(Named-object pointing records)
________________

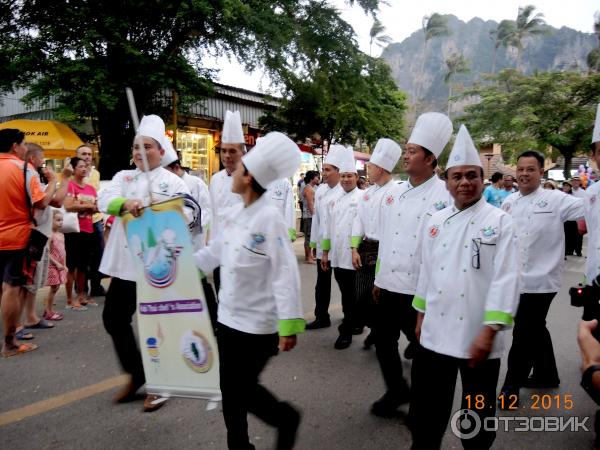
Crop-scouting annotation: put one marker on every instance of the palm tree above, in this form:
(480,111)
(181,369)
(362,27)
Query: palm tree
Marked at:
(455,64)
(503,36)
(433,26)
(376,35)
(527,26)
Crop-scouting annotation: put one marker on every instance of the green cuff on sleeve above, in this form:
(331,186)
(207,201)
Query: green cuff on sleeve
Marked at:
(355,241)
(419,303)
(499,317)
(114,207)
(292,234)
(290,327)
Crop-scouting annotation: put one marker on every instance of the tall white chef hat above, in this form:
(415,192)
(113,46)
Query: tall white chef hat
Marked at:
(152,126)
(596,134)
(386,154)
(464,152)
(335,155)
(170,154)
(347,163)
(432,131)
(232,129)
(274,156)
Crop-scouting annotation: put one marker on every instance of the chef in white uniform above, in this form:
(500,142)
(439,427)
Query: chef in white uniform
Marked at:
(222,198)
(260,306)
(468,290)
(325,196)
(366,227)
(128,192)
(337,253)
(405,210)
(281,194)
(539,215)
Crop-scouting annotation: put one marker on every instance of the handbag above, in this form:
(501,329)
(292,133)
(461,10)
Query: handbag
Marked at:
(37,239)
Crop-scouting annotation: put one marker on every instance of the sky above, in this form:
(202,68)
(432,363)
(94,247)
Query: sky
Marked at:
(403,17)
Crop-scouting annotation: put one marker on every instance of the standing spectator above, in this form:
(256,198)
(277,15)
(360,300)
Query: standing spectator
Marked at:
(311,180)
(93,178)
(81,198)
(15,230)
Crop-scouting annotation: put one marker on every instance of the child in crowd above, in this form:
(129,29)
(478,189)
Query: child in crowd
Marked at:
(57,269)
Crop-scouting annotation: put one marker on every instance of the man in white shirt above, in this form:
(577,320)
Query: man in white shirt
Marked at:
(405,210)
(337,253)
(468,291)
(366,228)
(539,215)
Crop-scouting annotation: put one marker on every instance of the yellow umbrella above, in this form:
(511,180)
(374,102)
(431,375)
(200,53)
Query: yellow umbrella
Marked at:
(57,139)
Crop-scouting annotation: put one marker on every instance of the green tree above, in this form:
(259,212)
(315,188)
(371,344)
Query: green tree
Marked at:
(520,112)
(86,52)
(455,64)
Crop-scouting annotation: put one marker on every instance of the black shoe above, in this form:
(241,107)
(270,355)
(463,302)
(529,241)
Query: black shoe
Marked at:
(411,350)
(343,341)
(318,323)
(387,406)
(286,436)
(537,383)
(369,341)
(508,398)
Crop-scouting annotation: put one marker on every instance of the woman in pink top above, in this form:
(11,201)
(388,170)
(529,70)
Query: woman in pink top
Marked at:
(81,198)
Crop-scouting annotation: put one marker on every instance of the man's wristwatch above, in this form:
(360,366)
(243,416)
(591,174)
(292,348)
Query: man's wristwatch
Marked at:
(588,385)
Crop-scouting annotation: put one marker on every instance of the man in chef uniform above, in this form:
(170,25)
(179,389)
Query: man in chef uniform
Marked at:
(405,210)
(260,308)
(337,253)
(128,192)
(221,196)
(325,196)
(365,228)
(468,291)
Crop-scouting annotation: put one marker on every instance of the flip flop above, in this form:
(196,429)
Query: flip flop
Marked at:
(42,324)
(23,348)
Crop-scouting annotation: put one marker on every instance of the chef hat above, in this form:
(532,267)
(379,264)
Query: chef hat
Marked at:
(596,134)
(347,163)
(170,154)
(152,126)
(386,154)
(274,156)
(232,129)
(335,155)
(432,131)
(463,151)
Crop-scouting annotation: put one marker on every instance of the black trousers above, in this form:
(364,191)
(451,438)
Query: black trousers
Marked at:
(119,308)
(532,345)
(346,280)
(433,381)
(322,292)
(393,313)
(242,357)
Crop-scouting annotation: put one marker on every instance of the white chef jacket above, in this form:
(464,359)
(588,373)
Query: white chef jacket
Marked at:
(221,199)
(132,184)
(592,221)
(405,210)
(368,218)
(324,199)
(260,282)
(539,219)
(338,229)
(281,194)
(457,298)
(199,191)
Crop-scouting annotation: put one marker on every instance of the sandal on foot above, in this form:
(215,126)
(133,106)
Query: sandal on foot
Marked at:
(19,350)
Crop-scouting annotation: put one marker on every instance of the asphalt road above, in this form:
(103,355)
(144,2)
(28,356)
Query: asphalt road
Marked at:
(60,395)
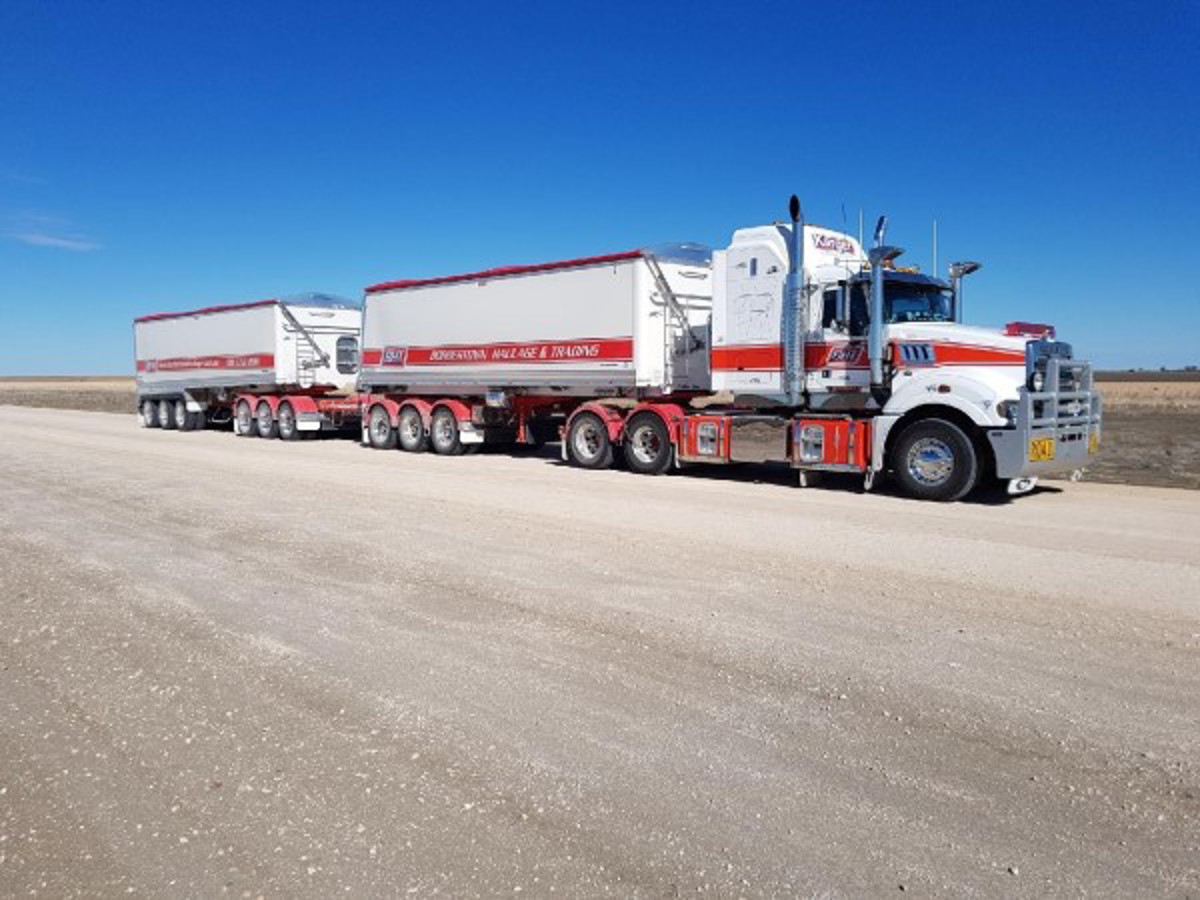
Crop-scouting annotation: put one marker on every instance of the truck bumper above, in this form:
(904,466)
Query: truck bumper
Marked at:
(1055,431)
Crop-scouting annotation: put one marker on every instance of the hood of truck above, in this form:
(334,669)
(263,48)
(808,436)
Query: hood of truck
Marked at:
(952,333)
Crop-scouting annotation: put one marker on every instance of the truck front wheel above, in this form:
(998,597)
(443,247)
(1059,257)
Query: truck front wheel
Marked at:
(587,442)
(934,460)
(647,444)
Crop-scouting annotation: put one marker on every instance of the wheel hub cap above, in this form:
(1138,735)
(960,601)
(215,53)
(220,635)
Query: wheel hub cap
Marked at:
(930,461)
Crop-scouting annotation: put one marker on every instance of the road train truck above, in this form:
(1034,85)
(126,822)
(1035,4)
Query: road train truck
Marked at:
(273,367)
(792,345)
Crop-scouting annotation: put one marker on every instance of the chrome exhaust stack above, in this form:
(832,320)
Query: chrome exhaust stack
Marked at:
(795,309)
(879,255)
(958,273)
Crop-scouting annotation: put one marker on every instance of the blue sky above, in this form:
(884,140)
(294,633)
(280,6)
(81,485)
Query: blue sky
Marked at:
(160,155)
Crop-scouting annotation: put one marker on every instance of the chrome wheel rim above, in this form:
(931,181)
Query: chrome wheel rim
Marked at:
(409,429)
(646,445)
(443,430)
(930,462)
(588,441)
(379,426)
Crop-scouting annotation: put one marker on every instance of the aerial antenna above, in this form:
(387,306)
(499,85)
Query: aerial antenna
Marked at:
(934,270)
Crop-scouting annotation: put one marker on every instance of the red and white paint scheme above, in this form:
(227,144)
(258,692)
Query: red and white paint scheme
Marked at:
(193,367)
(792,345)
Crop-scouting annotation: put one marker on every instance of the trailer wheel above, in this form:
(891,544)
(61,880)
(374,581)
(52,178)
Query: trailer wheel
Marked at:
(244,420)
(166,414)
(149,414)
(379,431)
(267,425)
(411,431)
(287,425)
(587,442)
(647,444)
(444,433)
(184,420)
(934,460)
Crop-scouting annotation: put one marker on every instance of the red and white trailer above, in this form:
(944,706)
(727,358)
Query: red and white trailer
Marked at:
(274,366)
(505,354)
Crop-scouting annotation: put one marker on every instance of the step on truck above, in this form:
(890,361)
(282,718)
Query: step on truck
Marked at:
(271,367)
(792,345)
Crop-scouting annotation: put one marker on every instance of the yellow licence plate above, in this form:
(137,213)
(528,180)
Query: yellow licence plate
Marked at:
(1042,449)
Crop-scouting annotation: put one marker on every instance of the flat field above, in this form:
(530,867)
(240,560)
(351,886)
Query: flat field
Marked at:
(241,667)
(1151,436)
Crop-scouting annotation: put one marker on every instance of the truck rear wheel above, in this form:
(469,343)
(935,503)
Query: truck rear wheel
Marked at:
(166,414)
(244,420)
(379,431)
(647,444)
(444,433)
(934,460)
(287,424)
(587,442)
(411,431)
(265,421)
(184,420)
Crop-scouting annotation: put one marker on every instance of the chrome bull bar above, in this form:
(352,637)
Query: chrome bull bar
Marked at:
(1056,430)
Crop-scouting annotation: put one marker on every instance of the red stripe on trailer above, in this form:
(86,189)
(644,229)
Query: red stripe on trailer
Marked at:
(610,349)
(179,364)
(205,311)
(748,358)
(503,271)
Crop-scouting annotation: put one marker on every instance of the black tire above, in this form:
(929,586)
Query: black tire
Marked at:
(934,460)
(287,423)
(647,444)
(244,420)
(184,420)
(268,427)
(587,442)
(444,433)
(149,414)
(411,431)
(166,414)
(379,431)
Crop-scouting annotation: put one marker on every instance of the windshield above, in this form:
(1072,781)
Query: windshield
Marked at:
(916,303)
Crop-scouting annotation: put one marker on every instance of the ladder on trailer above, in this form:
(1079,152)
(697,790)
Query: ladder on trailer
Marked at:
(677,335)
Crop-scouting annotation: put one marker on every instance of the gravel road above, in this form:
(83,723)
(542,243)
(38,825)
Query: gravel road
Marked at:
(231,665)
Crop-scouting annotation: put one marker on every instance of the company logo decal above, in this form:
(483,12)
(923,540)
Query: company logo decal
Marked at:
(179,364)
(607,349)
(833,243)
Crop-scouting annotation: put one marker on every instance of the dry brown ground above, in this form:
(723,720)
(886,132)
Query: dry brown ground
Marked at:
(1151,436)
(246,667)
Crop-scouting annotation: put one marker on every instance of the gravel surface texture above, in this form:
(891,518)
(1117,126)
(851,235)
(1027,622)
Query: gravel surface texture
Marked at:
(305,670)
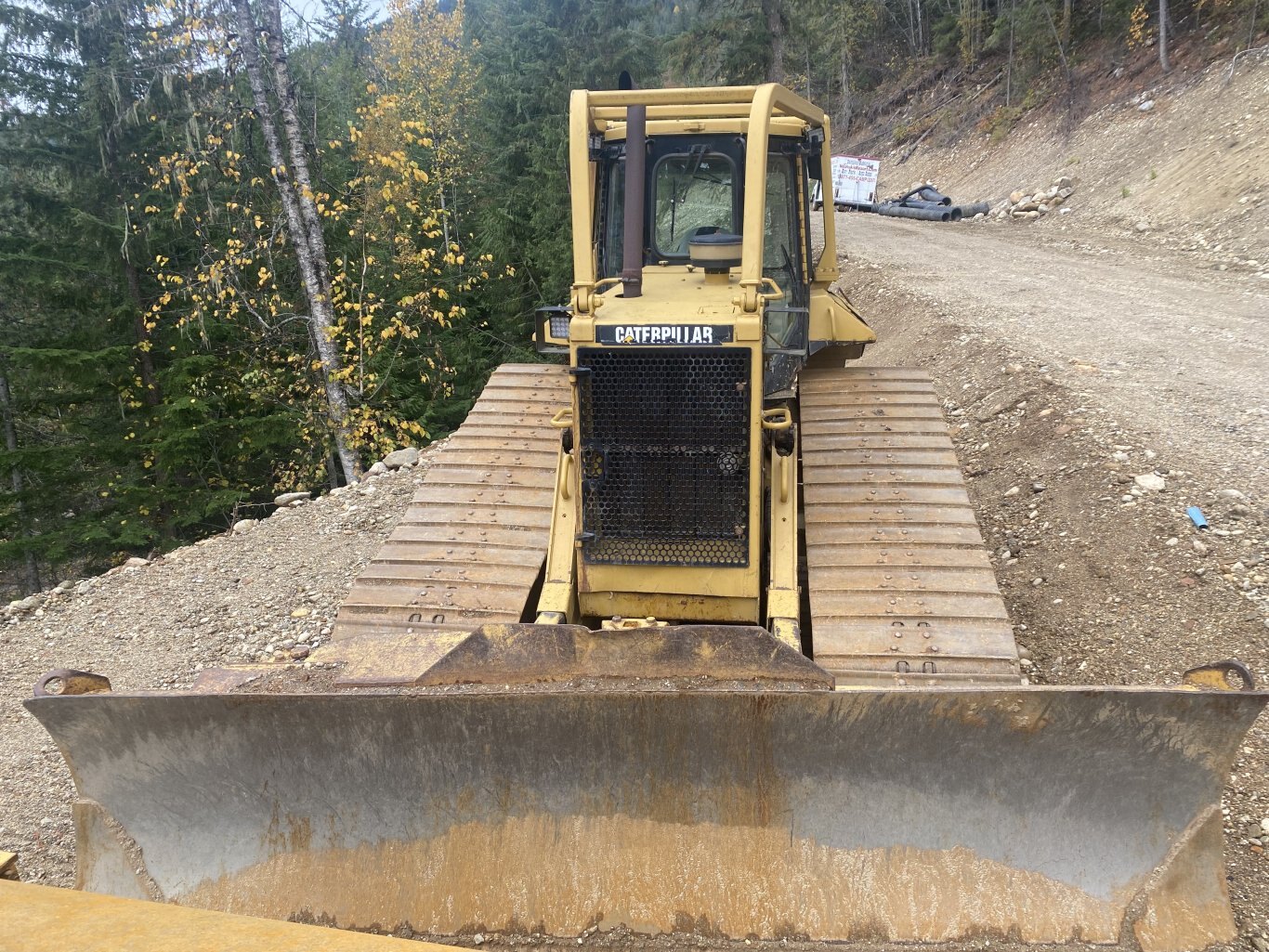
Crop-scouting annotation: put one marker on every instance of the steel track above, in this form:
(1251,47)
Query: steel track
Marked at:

________________

[Request] Your task is to set down exactly the lines that run from the line holding "the gravel road" through the close of the entries, including both ends. Pictures stay out.

[Correct answer]
Crop-scouting annotation: put one marker on every instance of the gravel road above, in this form:
(83,723)
(542,243)
(38,825)
Query: gravel road
Marked at:
(231,665)
Crop-scouting annotation: put one marker on every instance of the company logo decal above, in this form:
(483,12)
(923,540)
Query: company logo decal
Marked at:
(179,364)
(607,349)
(833,243)
Crop-scouting annotation: put one marker on every instance of the dry brown ground above, in this form:
(723,720)
(886,132)
Query: dry brown ground
Marked at:
(1151,436)
(246,667)
Crop-scouting annotation: put one marker on every instance of the gravel surface texture above, in this form:
(891,518)
(1117,126)
(851,235)
(1027,622)
Query: gravel surface texture
Marked at:
(305,670)
Crop-scouting annotation: put one marker on every instance of the steel track above, in this form:
(1251,47)
Query: steel track
Marked at:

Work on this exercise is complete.